Entries locating objects in images
● ● ● ● ●

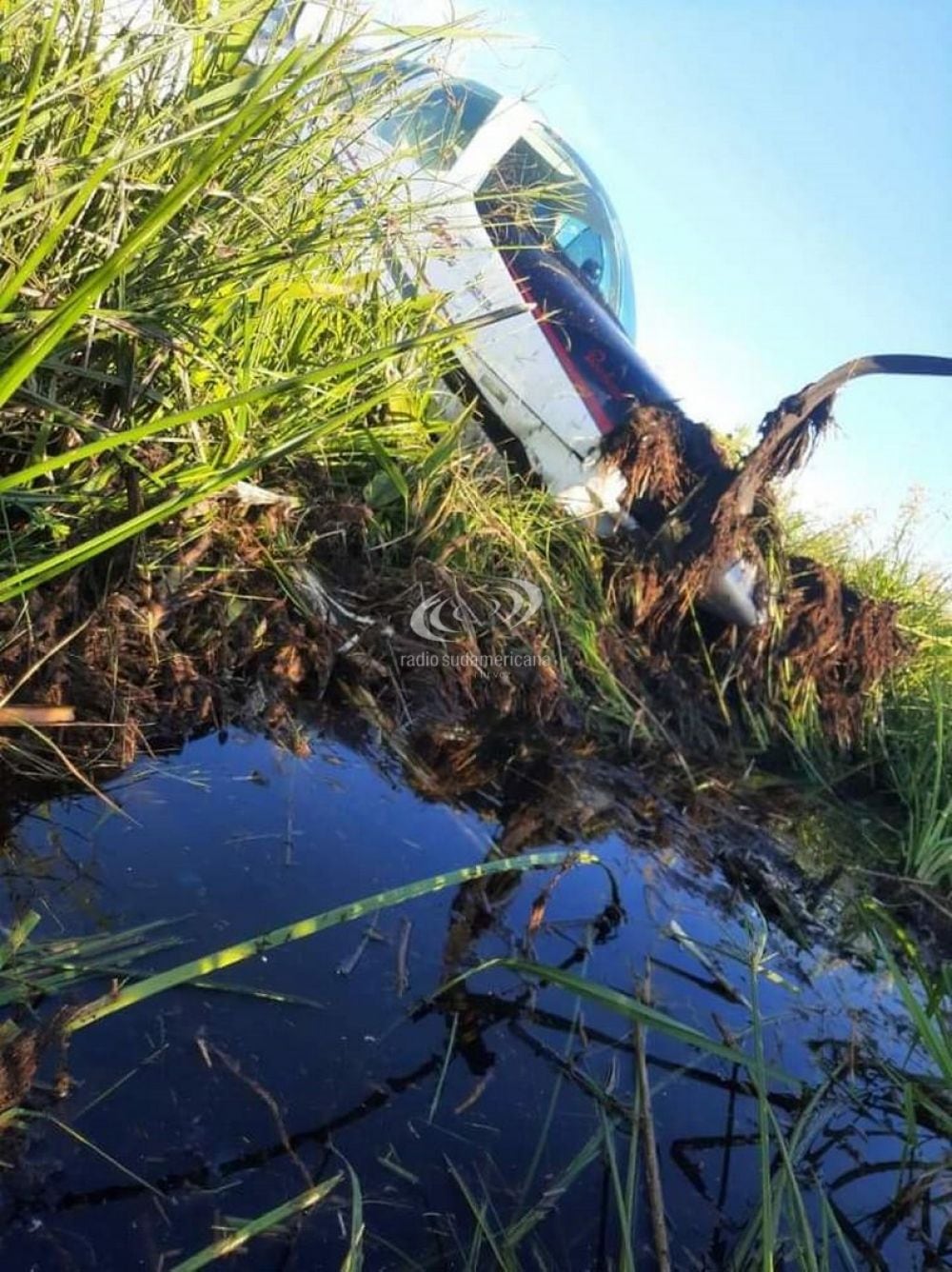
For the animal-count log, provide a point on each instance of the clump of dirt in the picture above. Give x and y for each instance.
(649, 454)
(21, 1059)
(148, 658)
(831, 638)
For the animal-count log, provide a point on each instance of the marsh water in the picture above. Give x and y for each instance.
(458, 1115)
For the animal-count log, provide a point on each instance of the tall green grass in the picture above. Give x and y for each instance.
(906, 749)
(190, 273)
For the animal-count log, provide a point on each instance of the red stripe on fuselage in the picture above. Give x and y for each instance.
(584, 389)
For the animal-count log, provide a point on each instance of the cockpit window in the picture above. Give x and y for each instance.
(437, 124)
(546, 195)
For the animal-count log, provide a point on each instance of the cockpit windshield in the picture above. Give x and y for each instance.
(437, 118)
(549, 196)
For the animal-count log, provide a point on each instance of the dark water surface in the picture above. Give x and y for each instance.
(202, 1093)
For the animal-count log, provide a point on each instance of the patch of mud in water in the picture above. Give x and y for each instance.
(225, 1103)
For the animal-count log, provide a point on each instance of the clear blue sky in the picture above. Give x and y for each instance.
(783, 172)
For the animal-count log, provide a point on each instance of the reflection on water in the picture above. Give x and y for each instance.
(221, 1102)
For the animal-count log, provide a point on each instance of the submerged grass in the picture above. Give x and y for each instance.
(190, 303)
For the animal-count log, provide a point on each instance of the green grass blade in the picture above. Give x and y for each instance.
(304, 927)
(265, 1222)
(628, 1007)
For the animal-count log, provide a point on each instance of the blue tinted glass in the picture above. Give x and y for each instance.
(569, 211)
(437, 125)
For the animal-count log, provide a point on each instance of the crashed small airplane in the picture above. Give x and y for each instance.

● ● ● ● ●

▸ TASK BRIEF
Extract all of the items above word for word, omitting the pictures.

▸ ANSWER TO THIS PROBLEM
For the animal-count log, provide a point on each instance of the clump of dirt in the picture above. Give x and y for each instance.
(649, 454)
(21, 1059)
(148, 658)
(831, 638)
For the animal-count log, provide a point on each instance of the marsh water in the picture above. Give x and y for each instance.
(458, 1115)
For the animal-count log, provide a point on each instance of the tall green grass in the picture above. Give x and y for each instance.
(906, 749)
(190, 273)
For the animal-count log, provide a point on each instance of the red stripe on fuselage in the picture above. Give x and y for each instance.
(584, 389)
For the animal-count log, provide a point on each instance of the cockpit window in the picture above. Give x and y for each instance.
(437, 124)
(546, 195)
For the animal-count log, provide a point on each instance of the cockpit windshield in the picture above. Give x and y for each instance.
(437, 118)
(549, 196)
For the animal-count log, provide a point on each instance of the dark water surface in the picture above. Give x and y for each instance.
(202, 1093)
For the animal-count log, provide a point on each instance of the patch of mud in water in the picture above. Give x and y for each instance.
(225, 1103)
For the animal-count log, provide a point on each instance of the clear blue sky in the picture above. Give x and y for each instance.
(783, 172)
For the animal-count log, provide a point on each instance of the reflection on water in the picture above. Give x and y for each instance.
(221, 1102)
For the animal-count log, provide a point on each instance of the submerged grass in the picture above. Give x and y for each instance.
(190, 303)
For the animal-count log, provide a point on each instance of the green grass blade in the picture above. Give x and y for each instance.
(304, 927)
(265, 1222)
(628, 1007)
For the animal-count log, provide a point on each instance of the blue tinted glass in the picture above. Give x and y for each instance.
(569, 211)
(437, 125)
For the animal-count log, provide a point on each instance of the crashed small airplane in the picture above. Give x and y for each instance.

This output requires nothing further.